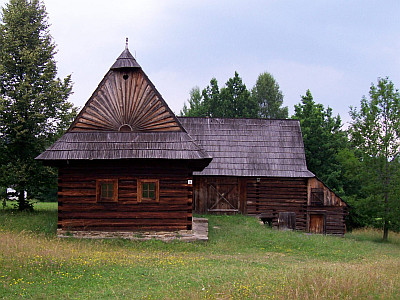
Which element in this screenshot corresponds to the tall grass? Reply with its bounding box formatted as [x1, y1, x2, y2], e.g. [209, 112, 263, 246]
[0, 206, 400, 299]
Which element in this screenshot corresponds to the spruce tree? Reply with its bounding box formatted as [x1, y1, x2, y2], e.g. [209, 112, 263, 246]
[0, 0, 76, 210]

==

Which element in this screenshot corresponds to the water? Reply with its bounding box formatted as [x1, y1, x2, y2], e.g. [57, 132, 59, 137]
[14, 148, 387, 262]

...

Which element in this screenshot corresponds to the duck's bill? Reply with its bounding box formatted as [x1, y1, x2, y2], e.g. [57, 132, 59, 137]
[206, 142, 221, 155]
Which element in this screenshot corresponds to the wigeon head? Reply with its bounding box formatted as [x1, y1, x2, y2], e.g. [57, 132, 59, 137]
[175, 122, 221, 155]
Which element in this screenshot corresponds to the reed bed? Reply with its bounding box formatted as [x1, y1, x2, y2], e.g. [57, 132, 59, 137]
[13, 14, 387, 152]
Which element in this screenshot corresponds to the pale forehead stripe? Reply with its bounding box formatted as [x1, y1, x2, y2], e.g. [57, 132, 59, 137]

GIVEN TASK: Print the listing again word for word, from the line with "Which element in this screenshot corresponds to the spruce" up to and including the line with "[0, 0, 76, 210]". Output only those lines.

TASK RESULT:
Which element in this screenshot corresponds to the spruce tree? Reply with its bounding box formatted as [x1, y1, x2, y2], e.g. [209, 112, 263, 246]
[0, 0, 76, 210]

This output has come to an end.